##### Text segment

The International River Summit, to be held from May 29 to June 1, will be the platform where Iloilo will proclaim its success to the world, and some 1,000 participants from around the world are expected to be around to applaud. For Iloilo, the summit’s theme, “My River, My Life”, couldn’t be more appropriate.
While Iloilo celebrates, however, up north on the island of Luzon, Metropolitan Manila is dealing with its own river of shame, the Pasig. By the 1980s, all fishing activities in the 27-km waterway, stretching from Laguna de Bay and winding through the heart of the busy capital before emptying into Manila Bay, had stopped. By 1990, the river, with its 48 esteros (creeks), turned into a network of stinking channels that squatters loved and citizens hated. A Pasig River Rehabilitation Commission has been in existence since 1999, but the will to act has just not been strong enough.

##########
##### Record set

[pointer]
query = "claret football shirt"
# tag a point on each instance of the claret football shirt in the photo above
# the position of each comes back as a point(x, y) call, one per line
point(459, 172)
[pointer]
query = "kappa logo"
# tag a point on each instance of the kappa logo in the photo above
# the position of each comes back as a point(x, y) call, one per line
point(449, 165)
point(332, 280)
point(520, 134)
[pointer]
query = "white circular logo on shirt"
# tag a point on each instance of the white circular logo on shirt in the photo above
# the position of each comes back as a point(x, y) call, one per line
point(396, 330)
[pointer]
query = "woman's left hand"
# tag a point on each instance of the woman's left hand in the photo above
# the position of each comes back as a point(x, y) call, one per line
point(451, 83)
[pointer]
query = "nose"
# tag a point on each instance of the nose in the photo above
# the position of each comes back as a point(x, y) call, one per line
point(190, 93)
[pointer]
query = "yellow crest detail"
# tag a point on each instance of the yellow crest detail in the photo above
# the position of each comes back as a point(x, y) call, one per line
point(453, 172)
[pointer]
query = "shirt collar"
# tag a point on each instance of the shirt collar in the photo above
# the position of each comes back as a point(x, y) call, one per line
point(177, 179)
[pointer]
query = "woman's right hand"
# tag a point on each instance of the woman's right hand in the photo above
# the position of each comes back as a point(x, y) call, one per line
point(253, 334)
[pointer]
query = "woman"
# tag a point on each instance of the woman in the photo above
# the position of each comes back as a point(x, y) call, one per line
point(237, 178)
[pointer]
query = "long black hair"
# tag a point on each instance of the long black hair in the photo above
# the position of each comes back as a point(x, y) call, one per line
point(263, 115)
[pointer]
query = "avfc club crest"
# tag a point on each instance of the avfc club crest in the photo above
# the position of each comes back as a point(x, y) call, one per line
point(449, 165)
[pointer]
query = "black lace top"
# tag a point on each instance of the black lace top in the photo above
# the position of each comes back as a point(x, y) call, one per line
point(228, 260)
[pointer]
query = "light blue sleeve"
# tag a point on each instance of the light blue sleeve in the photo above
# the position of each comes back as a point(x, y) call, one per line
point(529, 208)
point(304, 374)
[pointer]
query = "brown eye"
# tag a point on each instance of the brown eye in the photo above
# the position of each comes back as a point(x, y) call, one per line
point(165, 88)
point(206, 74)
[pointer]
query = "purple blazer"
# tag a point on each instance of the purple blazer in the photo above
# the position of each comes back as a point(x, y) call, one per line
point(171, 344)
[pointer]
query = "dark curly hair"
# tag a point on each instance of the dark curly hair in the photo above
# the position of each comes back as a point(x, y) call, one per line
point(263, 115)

##########

- [What to work on]
Answer from the river summit text:
(a) On what dates will the International River Summit be held?
(b) How long is the Pasig waterway?
(c) Since what year has the Pasig River Rehabilitation Commission existed?
You can ignore the records.

- [Answer box]
(a) May 29 to June 1
(b) 27 km
(c) 1999